Exercise aim
Retype, word for word, every line from the one holding "Mark one point per instance of the computer" through the one holding "Mark one point per instance of the book" in the entries below, both included, and only those lines.

Information shown
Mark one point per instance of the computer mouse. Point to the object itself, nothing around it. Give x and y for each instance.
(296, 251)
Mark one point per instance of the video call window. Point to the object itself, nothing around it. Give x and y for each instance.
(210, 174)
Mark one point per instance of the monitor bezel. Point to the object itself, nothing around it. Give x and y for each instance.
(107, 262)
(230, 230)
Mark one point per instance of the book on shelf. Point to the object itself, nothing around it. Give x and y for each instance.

==

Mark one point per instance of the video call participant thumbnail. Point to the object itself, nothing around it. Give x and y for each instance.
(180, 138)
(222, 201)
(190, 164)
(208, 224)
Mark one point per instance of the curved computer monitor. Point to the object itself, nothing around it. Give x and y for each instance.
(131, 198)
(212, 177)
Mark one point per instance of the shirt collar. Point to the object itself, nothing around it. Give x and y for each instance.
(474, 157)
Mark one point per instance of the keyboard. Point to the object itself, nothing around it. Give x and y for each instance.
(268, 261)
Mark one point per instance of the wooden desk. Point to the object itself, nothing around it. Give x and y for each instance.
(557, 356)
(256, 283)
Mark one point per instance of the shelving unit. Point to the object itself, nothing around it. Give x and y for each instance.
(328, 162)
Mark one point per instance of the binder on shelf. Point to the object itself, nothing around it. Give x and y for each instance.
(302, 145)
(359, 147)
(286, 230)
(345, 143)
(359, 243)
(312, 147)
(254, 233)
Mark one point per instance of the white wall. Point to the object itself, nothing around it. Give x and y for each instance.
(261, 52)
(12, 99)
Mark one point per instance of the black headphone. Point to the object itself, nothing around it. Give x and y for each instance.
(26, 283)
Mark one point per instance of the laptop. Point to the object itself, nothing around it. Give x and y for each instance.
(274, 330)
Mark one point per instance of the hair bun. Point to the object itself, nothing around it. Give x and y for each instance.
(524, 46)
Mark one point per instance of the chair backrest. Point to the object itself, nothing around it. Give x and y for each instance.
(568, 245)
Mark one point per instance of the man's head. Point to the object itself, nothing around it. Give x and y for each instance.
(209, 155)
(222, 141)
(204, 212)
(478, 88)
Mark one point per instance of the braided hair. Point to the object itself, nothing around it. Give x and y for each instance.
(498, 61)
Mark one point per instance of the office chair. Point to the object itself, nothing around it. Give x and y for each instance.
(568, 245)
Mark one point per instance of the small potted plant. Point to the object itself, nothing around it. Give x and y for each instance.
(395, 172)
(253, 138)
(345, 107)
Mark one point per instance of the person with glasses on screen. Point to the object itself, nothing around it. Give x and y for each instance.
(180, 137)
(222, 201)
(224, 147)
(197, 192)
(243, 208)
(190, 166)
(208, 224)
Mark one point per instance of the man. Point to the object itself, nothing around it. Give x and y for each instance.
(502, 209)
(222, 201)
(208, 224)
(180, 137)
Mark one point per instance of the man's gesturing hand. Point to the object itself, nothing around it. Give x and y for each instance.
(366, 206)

Solution to this problem
Mark one point per instance of the computer mouse. Point to the object itself, nothing around it. Give x and y for each instance.
(296, 251)
Mark one point per instance of the video call window. Point to the object itself, nothing around it. Give x and y for each instance.
(210, 174)
Mark one point per instance of the monitor bezel. Point to the object itself, nothing around it. Give x and y for each instance.
(107, 262)
(230, 230)
Mark one point per instance of the book on shelf. Point to the object itself, nothing around it. Give x and y for each instance.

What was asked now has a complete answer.